§ **Directions for this task**: Set down, word for word, the stretch of the article on Hawaii's homeless crisis from "It’s a story" through "Human Services Committee.".

LIHUE — Darrell Major has been sleeping on the streets of Lihue for several months while he looks for a roof to go over his head.
The former Californian said he’s been living on Kauai for 20 years and only knows of two places to find advertisements for rentals — the newspaper and Craigslist.
“I wish someone would tell me (about other resources),” Major said.
Major is confident he’ll be able to find the ideal one- or two-bedroom unit for between $1,000 and $1,500 a month plus utilities once his girlfriend returns from the Mainland in a few days.
“It’ll be no problem if I can find something available,” he said.
It’s a story echoed across the state, and officials acknowledged Tuesday that connecting houseless or at-risk people with the services they need is paramount to solving Hawaii’s homeless crisis.
“Step one would be to figure out what resources are out there, and for many people they don’t know where the resources are,” said state Rep. Andria Tupola at a homeless briefing hosted by the state House Health and Human Services Committee.
January 2017’s Point in Time Count revealed Hawaii has 7,220 homeless people, which places the state with the highest number per capita of homeless people in the nation.
At the same time, the Point in Time data shows a 9 percent decrease statewide, and that’s the first decrease seen in eight years, according to Scott Morishige, homeless coordinator for Gov. David Ige.
“Look at what’s happening with the rest of the country,” he said. “California saw an increase, we saw a decrease. We’re making progress.”
Morishige continued: “We’re implementing systemic changes across multiple systems. There’s no one cause, no one reason, and no one agency responsible.”
In a study released Tuesday by Aloha United Way, a population was defined called the Alice population, those that are above poverty level but below a level of self-sufficiency.
The results of the survey showed that 48 percent of the people in Hawaii are within the Alice population — or below. Kauai had the lowest number, at 43 percent.
“When a family is in this Alice population and they suffer a minor financial crisis, they have nothing to fall back on and in many cases they wind up becoming homeless,” said Norm Baker of Aloha United Way.
He continued: “We believe a homeless diversion and prevention program needs to be part of the effort.”

§ **Provided material**:
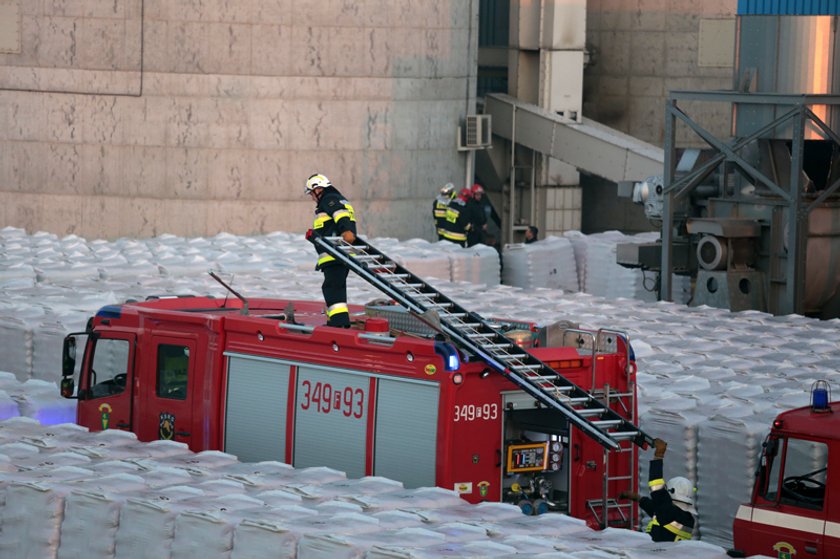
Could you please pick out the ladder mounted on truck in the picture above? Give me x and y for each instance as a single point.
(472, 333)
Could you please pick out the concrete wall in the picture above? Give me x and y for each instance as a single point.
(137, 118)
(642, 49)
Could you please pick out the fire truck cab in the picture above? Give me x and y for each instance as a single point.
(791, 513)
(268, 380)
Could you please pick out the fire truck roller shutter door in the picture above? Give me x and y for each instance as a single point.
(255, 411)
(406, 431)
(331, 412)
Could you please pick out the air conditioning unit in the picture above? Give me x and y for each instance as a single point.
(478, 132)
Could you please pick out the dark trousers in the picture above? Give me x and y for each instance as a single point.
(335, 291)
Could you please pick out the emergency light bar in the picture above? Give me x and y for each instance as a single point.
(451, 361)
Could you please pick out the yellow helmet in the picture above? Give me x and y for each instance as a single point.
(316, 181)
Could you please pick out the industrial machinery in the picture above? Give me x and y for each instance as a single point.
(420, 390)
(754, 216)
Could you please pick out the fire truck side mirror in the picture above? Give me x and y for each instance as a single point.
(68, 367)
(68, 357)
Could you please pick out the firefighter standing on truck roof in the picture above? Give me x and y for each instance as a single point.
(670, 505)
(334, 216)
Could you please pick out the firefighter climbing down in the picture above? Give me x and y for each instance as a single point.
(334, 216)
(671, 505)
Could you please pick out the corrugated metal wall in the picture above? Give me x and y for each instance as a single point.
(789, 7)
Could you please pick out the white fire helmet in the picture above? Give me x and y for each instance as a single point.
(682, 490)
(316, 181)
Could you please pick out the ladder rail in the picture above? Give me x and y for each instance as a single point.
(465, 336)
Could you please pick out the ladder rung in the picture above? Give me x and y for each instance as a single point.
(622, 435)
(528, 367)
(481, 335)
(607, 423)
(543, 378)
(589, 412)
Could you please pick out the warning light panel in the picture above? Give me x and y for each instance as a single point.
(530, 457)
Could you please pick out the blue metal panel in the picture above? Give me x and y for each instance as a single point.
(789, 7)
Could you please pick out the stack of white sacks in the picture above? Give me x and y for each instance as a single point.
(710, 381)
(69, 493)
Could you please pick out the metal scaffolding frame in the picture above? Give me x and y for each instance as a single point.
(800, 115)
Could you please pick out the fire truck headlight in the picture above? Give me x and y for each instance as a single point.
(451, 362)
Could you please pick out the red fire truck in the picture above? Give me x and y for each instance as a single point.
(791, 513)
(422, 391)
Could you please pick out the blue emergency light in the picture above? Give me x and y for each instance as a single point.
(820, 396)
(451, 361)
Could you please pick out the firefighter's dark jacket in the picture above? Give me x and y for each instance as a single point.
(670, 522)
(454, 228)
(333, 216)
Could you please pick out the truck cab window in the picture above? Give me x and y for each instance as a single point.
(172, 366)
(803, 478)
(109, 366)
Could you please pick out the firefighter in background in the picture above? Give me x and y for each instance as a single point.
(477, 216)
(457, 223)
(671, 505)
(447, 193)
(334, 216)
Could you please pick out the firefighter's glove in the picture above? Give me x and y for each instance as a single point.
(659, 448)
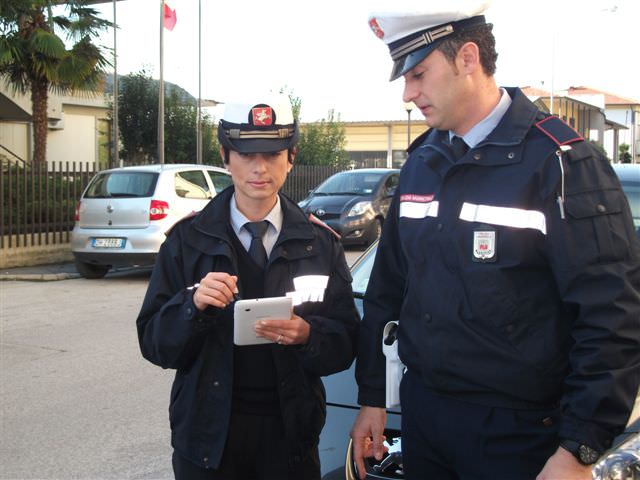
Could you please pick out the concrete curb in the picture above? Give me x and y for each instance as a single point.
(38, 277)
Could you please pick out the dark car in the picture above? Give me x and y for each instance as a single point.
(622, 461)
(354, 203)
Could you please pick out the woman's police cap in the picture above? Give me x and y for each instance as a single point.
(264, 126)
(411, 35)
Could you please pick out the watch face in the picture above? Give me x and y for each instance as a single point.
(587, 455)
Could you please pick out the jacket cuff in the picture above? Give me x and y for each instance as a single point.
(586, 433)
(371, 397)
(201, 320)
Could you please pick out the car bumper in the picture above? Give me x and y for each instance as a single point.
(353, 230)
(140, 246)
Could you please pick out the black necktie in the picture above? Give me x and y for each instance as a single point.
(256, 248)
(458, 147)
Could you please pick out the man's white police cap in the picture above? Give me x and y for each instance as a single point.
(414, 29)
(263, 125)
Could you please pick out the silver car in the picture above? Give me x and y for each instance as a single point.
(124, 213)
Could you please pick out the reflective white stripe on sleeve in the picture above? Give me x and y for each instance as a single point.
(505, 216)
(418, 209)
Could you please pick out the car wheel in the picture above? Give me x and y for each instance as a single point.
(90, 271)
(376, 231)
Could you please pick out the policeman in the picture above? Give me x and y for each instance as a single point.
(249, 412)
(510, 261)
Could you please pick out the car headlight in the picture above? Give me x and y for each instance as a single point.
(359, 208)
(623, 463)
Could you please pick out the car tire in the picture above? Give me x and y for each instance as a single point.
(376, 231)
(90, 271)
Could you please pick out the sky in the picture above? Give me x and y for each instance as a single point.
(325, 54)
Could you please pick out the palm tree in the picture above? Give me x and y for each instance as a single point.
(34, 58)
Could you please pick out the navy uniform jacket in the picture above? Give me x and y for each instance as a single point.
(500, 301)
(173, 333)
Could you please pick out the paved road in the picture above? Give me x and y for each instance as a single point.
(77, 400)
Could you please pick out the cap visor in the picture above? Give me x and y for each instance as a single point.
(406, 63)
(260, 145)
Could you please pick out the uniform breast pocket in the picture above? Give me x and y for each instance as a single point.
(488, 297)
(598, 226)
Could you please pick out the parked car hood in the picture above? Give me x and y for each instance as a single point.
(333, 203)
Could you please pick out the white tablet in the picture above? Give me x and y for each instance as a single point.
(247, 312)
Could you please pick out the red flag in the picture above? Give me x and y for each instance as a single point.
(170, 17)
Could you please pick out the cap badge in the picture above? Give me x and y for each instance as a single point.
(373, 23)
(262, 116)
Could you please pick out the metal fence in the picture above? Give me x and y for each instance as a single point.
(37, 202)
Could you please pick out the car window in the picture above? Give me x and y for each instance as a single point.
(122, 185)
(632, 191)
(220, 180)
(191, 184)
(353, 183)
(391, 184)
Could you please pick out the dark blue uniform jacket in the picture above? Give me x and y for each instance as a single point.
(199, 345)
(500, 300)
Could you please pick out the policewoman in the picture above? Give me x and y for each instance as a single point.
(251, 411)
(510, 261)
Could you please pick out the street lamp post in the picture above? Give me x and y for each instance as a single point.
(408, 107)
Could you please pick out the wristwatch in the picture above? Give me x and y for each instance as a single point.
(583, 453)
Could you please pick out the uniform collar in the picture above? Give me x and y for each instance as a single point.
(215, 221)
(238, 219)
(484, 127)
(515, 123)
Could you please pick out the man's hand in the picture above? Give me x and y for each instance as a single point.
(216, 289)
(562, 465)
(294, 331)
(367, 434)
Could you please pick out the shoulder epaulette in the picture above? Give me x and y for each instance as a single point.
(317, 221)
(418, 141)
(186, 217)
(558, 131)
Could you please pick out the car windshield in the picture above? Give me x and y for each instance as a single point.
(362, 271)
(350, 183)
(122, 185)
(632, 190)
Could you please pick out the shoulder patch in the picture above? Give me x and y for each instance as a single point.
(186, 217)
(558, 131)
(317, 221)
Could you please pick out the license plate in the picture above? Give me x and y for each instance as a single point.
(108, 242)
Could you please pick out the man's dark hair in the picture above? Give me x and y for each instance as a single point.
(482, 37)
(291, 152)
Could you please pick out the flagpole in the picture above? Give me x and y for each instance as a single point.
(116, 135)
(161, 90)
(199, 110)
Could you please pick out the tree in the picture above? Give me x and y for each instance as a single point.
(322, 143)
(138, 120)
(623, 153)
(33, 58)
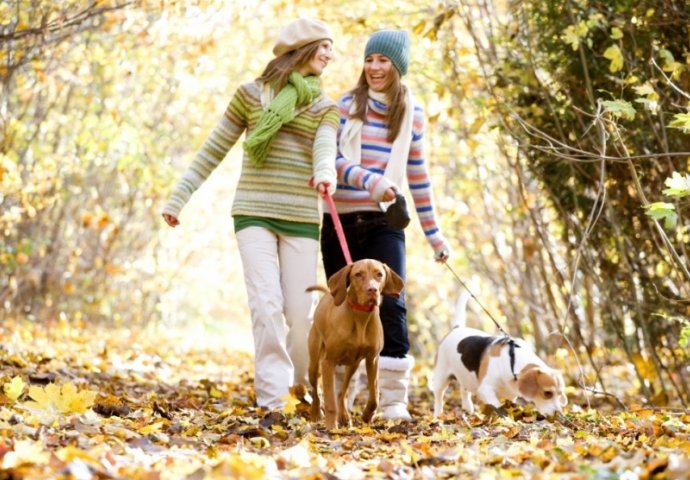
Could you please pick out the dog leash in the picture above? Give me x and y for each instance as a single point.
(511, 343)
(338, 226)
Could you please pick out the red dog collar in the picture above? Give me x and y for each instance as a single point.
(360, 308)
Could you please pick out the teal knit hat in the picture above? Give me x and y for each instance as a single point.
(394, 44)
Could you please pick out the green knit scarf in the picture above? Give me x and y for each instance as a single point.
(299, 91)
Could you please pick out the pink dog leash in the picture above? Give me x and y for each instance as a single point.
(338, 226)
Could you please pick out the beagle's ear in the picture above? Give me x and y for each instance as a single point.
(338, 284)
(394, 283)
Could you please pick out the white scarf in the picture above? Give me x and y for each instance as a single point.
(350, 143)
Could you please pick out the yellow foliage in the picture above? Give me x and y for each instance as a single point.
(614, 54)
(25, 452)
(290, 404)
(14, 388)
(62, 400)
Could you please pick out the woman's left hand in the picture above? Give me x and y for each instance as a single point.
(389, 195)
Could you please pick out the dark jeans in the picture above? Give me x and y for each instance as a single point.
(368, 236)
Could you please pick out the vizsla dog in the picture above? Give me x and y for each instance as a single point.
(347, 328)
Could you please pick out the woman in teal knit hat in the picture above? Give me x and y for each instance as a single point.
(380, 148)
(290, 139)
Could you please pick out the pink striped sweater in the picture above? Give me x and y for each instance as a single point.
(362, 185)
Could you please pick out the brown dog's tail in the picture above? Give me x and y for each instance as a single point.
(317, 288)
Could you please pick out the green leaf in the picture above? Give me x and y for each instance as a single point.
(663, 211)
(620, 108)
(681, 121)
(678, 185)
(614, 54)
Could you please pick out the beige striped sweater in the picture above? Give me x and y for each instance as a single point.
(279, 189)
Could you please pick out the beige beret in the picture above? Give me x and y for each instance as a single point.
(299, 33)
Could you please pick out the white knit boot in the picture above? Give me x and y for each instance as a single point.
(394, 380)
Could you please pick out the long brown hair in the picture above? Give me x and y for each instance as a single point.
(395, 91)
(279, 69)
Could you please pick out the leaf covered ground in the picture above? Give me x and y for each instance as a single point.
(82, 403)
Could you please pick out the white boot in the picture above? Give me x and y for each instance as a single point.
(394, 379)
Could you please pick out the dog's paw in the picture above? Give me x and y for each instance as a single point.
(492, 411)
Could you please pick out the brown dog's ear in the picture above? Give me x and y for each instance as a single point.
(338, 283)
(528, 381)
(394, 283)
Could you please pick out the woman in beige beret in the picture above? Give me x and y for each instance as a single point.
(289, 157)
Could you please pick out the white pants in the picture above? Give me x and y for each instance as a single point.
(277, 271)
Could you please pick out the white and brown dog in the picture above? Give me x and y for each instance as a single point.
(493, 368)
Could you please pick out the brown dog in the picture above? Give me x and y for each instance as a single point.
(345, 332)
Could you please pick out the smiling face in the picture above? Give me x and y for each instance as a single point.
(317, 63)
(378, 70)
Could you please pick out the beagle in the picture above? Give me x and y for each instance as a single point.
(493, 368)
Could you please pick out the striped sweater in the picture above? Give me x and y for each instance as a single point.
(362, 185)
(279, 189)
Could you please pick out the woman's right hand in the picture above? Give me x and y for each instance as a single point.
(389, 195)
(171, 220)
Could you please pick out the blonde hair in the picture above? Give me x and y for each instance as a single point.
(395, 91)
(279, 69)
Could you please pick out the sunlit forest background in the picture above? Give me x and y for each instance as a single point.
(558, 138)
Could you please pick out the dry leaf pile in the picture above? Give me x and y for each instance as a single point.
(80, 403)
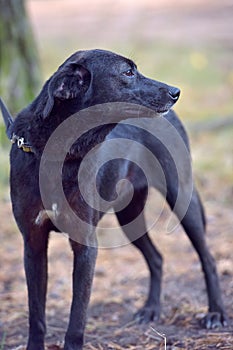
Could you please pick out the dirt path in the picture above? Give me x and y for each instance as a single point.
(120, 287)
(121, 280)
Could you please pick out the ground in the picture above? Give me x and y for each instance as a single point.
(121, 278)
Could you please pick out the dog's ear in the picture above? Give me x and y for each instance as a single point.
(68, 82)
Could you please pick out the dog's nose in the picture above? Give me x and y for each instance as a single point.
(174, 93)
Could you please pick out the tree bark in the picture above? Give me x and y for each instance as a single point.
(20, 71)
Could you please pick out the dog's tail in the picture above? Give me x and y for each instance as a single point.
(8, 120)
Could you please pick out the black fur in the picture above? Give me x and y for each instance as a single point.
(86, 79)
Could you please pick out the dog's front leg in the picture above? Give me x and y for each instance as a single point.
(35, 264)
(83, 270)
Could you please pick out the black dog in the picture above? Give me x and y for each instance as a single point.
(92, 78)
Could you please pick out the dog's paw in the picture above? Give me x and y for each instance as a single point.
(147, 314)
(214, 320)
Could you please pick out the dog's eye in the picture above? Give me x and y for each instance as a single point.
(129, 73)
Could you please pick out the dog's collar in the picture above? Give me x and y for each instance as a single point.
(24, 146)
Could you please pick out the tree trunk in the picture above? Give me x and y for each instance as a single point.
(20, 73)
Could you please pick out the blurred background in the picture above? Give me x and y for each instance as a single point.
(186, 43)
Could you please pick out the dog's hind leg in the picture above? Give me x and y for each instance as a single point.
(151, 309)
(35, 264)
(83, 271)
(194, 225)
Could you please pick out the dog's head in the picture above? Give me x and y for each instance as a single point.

§ **Solution**:
It’s a story echoed across the state, and officials acknowledged Tuesday that connecting houseless or at-risk people with the services they need is paramount to solving Hawaii’s homeless crisis.
“Step one would be to figure out what resources are out there, and for many people they don’t know where the resources are,” said state Rep. Andria Tupola at a homeless briefing hosted by the state House Health and Human Services Committee.